[AVAILABLE DATA]

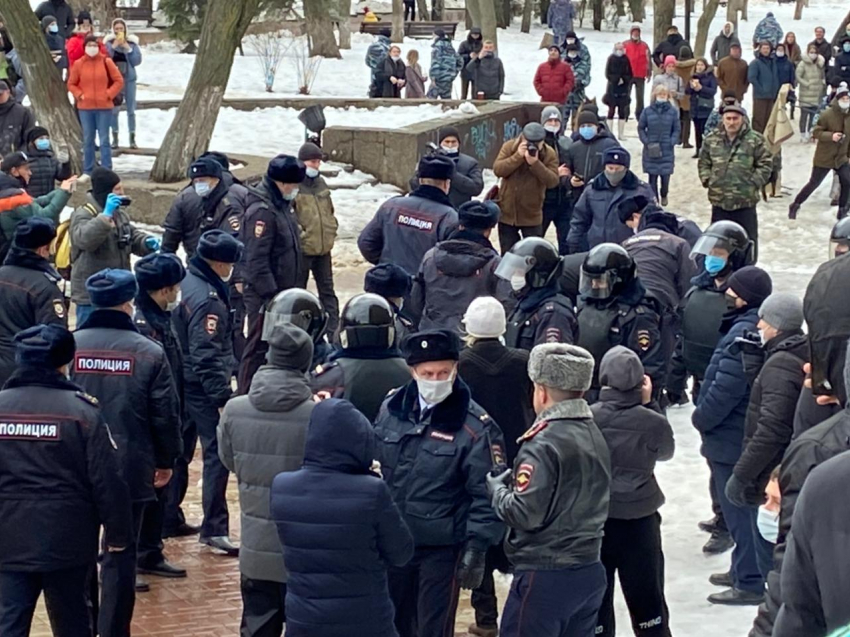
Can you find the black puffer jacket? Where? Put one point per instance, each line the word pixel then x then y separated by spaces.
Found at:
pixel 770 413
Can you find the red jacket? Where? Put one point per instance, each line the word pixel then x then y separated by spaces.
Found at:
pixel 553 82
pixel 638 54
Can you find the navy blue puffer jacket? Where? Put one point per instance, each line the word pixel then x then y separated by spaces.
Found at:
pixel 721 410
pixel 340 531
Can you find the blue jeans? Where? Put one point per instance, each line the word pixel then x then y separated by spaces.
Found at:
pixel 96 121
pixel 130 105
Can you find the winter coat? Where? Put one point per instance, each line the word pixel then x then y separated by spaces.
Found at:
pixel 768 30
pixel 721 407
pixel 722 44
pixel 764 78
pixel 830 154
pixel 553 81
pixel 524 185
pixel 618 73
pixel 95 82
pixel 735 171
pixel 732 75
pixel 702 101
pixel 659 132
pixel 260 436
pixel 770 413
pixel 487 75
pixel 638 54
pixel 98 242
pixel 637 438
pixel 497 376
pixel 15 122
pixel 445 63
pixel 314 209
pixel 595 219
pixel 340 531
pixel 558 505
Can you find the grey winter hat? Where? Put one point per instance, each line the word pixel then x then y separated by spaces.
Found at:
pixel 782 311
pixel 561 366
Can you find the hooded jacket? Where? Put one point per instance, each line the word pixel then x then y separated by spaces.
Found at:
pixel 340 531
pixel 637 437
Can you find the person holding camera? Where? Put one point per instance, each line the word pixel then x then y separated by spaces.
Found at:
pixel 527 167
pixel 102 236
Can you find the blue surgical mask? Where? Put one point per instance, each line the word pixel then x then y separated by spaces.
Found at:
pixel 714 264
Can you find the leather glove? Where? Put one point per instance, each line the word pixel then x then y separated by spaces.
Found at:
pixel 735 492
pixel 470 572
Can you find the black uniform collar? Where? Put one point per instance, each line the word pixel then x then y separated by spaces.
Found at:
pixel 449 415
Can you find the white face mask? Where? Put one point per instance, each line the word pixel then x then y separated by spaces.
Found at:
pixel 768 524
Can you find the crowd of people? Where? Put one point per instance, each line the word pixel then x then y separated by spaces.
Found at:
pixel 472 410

[YOUR GOAL] Your copy should hold all the data word for word. It should hold no pictures.

[SOLUTION TO THIS PROBLEM]
Can you find the black puffer jacket? Where? Put one point per instance, each line the word pixel then x then y separated by spaces.
Found at:
pixel 770 413
Can you find the red jacket? Where? Put one point per instance, each line the word pixel then x then y separated by spaces.
Found at:
pixel 553 82
pixel 638 54
Can you find the navy blue puffer jacket? Where? Put one point per instance, each line the word pixel then x then y separated by spaces.
Found at:
pixel 721 410
pixel 340 531
Can you find the blue jeans? Where? Put one point per instance, each line the word pixel then x then y separated by spaces.
Found at:
pixel 96 121
pixel 130 105
Can you find the winter coat? Where? Put one point per instance, each line the word pixel then x then y separated by spaces.
Found at:
pixel 768 30
pixel 721 407
pixel 722 44
pixel 764 78
pixel 830 154
pixel 553 81
pixel 524 185
pixel 618 73
pixel 95 82
pixel 735 171
pixel 732 75
pixel 702 101
pixel 659 132
pixel 260 436
pixel 770 413
pixel 487 75
pixel 638 54
pixel 98 242
pixel 637 438
pixel 497 376
pixel 15 122
pixel 445 63
pixel 314 209
pixel 595 219
pixel 340 531
pixel 558 505
Can you find the grey winter hat? Where? Put one point per instance, each line the word pixel then x then y separated by spaces.
Found at:
pixel 782 311
pixel 561 366
Can you find the hooded jacket? Where? Put one point per instance, each line the word pixel then x then y separated by spaces.
Found at:
pixel 340 531
pixel 637 437
Can you find the person holding camera? Where? Put one point per instance, each line the word pixel then x then y separated by spaces.
Found at:
pixel 527 167
pixel 102 236
Can you find the blue surgical mask? Where? Put one point per instance, each line the word pixel then x then y separated by spaces.
Found at:
pixel 714 264
Can you find the leather glove? Where? Put one point per instance, each line the word pixel then x then y separated by spaces.
Found at:
pixel 735 492
pixel 470 572
Can you find the black uniform collar? Where? Put one point per instance, each line the word pixel then x then y separated by spaces.
Found at:
pixel 449 415
Can you find the white face mask? Where? Put one point per instance, each line the word pixel then x then y separated by spaces.
Found at:
pixel 768 524
Can you find the crowd of people? Where? Put one point per instance, each line the word pixel then x then y separated by spaces.
Found at:
pixel 472 410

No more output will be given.